Collected data entries:
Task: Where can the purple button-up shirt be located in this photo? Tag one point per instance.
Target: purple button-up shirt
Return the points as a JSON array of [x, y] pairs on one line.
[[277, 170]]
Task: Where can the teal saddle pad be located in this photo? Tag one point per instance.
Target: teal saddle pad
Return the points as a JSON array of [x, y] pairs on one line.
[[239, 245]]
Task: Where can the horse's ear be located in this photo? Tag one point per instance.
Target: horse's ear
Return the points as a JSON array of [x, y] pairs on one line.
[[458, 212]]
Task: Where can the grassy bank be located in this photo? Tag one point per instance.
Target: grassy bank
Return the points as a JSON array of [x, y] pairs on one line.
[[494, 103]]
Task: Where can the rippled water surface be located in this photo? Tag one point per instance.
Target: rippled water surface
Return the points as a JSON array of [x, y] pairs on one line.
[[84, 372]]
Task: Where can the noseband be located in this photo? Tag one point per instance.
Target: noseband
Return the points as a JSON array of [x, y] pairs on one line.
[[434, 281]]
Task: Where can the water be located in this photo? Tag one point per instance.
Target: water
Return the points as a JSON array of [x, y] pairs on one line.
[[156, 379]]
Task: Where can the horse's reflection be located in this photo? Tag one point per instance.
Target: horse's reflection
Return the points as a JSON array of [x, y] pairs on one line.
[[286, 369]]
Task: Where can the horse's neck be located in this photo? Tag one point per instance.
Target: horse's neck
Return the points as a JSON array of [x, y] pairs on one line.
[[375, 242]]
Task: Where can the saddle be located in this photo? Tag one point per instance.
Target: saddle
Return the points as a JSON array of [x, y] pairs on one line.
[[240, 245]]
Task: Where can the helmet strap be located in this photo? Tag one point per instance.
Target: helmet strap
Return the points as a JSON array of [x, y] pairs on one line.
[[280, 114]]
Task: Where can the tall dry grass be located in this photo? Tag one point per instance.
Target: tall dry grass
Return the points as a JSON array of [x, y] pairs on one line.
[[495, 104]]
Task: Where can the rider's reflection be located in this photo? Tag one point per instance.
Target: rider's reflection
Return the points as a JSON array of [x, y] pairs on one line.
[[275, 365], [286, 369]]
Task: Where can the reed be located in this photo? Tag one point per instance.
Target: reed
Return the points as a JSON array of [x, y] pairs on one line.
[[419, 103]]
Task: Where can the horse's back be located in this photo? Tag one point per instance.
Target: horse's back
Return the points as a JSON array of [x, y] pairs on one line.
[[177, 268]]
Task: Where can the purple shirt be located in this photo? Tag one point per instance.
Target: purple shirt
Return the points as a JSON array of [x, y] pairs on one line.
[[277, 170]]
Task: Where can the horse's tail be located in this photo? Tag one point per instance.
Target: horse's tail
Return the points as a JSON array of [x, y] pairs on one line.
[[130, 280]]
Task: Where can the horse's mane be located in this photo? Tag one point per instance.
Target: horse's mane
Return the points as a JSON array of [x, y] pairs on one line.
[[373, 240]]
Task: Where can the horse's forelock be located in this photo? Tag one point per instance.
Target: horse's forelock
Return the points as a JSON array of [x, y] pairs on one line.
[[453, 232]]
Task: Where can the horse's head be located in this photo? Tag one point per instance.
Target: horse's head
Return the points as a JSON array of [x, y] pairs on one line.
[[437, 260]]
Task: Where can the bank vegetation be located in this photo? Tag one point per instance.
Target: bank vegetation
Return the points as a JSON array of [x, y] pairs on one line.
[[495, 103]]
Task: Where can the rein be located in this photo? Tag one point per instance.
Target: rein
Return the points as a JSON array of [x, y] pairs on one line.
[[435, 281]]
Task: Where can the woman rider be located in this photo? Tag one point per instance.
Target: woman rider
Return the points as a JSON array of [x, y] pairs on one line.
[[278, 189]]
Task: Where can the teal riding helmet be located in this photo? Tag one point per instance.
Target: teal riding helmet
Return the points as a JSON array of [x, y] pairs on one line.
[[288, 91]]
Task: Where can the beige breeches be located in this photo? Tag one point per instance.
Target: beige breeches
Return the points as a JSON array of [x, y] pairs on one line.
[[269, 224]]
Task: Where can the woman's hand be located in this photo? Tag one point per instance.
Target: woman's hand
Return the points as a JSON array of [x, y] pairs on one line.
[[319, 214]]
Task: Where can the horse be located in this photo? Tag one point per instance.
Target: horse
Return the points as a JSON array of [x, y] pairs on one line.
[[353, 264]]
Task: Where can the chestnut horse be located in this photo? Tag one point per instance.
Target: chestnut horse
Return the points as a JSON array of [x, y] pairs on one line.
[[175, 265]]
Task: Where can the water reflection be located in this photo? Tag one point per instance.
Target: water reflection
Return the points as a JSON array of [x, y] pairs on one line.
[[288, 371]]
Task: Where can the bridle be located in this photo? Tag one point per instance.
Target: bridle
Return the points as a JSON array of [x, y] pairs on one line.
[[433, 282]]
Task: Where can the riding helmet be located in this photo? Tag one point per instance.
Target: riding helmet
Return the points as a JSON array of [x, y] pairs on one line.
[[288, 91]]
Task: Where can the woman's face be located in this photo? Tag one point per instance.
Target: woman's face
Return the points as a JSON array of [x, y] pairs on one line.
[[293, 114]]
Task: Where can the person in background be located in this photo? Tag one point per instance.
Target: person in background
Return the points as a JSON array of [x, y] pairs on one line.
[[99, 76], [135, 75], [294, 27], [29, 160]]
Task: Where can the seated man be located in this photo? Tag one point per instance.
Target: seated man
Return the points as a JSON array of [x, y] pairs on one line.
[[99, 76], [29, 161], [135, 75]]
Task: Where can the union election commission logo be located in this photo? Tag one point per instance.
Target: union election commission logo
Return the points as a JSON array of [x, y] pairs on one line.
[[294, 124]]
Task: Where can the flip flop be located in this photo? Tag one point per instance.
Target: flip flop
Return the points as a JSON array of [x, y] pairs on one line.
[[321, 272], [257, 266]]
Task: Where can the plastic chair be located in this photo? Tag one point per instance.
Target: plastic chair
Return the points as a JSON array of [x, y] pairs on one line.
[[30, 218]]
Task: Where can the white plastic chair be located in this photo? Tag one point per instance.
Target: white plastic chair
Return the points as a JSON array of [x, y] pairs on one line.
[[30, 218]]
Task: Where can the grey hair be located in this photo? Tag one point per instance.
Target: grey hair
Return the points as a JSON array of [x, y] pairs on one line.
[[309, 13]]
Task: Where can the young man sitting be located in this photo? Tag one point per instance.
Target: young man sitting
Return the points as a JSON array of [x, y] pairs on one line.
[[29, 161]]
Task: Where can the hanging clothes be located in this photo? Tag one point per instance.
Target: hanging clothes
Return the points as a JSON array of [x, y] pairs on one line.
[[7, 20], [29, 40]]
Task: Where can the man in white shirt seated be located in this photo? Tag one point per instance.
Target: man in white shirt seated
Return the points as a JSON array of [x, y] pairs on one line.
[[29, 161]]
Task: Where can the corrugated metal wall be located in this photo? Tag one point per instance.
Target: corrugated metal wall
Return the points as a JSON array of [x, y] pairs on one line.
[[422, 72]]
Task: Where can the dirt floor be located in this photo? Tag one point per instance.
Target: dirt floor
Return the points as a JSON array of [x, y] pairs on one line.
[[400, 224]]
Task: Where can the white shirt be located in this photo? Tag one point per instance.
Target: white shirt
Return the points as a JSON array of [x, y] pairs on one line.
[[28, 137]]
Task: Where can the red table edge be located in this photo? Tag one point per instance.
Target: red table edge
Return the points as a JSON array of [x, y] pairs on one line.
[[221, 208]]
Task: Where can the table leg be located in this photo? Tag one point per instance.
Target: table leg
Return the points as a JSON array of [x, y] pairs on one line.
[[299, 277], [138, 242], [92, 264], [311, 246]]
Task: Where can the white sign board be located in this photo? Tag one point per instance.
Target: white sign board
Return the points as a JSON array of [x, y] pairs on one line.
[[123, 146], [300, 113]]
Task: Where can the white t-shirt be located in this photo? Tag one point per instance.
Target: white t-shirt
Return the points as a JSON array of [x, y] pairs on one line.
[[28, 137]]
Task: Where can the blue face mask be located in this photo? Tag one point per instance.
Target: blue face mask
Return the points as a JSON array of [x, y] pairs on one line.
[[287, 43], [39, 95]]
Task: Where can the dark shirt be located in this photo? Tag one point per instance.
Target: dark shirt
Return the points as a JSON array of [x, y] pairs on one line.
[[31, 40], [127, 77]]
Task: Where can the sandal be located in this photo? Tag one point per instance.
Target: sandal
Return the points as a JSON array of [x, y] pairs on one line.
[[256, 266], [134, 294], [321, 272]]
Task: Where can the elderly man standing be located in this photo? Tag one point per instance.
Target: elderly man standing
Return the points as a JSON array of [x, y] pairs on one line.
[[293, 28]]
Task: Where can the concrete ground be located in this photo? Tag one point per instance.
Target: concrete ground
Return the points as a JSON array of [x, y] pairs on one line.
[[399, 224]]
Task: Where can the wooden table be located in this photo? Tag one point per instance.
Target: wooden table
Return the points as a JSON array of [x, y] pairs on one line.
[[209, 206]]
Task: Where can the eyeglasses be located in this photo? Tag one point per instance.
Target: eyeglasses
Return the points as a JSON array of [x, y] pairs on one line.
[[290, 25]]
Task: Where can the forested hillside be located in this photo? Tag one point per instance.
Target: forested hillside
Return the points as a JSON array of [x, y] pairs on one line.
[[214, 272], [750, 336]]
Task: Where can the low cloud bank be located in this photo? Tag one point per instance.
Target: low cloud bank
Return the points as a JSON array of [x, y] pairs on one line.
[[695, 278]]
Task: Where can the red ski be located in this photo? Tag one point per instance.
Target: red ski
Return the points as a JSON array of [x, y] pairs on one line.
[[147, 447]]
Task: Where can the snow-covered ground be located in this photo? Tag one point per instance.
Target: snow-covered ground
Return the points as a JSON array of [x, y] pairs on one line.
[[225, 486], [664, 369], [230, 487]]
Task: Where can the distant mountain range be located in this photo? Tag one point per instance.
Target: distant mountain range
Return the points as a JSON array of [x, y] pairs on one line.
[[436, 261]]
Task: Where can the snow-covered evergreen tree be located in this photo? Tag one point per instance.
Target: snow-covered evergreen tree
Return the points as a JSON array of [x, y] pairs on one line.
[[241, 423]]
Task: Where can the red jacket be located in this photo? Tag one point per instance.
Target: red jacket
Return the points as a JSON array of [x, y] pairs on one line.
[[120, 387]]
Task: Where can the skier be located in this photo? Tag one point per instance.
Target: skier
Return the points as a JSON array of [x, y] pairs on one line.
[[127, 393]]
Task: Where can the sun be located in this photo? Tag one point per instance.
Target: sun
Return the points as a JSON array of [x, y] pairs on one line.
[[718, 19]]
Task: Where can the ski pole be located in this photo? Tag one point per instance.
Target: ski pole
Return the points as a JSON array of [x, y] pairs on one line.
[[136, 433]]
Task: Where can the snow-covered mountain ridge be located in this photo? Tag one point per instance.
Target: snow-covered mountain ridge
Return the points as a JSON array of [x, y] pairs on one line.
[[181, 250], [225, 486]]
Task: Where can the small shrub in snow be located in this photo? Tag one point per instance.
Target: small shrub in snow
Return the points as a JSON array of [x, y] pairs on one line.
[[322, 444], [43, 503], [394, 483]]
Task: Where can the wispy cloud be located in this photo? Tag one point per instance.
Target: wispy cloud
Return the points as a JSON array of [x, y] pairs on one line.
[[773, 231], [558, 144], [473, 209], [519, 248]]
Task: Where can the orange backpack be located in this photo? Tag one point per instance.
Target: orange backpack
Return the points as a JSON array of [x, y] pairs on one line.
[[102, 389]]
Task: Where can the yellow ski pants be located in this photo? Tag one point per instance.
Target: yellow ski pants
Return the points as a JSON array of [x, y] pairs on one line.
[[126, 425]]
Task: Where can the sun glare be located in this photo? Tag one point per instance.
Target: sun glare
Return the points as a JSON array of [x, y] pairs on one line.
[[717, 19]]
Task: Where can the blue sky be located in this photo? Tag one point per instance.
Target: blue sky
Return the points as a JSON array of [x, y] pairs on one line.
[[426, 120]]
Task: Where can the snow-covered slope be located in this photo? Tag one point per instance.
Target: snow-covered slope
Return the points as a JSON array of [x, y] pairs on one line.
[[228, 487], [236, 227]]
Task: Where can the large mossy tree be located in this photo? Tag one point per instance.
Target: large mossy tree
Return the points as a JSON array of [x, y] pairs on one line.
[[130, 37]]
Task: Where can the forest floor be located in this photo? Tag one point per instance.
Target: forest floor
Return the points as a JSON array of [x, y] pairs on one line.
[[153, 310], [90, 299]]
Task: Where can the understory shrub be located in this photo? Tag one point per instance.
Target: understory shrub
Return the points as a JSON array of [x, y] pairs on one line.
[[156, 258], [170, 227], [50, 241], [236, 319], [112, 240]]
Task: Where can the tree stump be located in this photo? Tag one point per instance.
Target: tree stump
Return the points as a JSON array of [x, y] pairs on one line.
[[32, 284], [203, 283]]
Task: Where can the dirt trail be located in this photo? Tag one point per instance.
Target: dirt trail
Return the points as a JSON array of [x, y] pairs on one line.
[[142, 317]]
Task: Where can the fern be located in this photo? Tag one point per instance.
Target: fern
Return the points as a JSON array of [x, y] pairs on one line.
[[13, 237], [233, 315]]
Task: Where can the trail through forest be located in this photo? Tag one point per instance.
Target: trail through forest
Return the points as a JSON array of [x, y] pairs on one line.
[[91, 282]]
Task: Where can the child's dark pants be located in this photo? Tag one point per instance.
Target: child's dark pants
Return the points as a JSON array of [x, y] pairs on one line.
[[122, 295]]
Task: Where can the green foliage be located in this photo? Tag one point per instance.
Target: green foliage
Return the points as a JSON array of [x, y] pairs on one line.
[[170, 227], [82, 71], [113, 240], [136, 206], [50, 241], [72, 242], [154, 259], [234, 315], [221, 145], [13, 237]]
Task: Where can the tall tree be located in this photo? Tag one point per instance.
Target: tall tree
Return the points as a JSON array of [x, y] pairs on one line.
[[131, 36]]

DIRECTIONS FOR THIS TASK:
Reproduce everything in the entries above from the line containing "Task: Where can the blue sky" down to the line containing "[[153, 310], [90, 299]]", with both of those lines included.

RESULT:
Task: Where can the blue sky be located in this photo? Tag one point per instance.
Target: blue sky
Return the points as a JSON array of [x, y] pairs on one line.
[[426, 120]]
Task: Where can the snow-covered slope be located in this photo? Tag one point per instance.
Target: snow-covered slope
Return the points as a JSON array of [x, y] pairs on one line.
[[228, 487], [236, 227]]
Task: Where can the large mossy tree be located in this photo? Tag one point per instance.
Target: large mossy tree
Return the points as a JSON array of [x, y] pairs on one line.
[[130, 37]]
Task: Where can the forest floor be located in this photo? Tag one point per instance.
Target: forest floor
Return the points as a JSON array of [x, y] pairs on one line.
[[153, 310], [90, 299]]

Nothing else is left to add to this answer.